Write out every line of the listing below, keeping each one exactly the same.

--- start of Data ---

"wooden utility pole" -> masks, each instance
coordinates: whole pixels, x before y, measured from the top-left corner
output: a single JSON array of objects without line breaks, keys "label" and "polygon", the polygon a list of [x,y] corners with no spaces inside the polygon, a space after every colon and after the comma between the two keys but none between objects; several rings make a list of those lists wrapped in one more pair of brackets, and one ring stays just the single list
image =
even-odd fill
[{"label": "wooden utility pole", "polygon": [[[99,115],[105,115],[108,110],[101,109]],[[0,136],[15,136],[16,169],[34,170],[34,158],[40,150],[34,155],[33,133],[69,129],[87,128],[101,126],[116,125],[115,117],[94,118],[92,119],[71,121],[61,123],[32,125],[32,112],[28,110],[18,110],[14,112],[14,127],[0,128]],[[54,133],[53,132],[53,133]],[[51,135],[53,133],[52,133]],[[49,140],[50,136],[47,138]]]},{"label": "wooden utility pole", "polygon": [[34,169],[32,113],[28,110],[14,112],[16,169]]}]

--- end of Data ---

■ **Task result**:
"wooden utility pole" -> masks, each instance
coordinates: whole pixels, x before y, measured from the top-left corner
output: a single JSON array of objects without line breaks, keys "label" and "polygon", the polygon a list of [x,y] corners with no spaces inside the polygon, a space after every colon and after the comma between the two keys but none between objects; several rings make a list of those lists wrapped in one more pair of brackets, and one ring stays just the single list
image =
even-odd fill
[{"label": "wooden utility pole", "polygon": [[[99,115],[105,115],[108,110],[101,109]],[[0,136],[15,136],[16,169],[34,170],[34,158],[40,150],[34,155],[33,133],[69,129],[87,128],[101,126],[116,125],[115,117],[94,118],[92,119],[71,121],[61,123],[32,125],[32,112],[28,110],[18,110],[14,112],[14,127],[0,128]],[[54,133],[53,132],[53,133]],[[51,135],[53,133],[52,133]],[[49,140],[50,136],[47,138]]]},{"label": "wooden utility pole", "polygon": [[34,169],[32,113],[28,110],[14,112],[16,169]]}]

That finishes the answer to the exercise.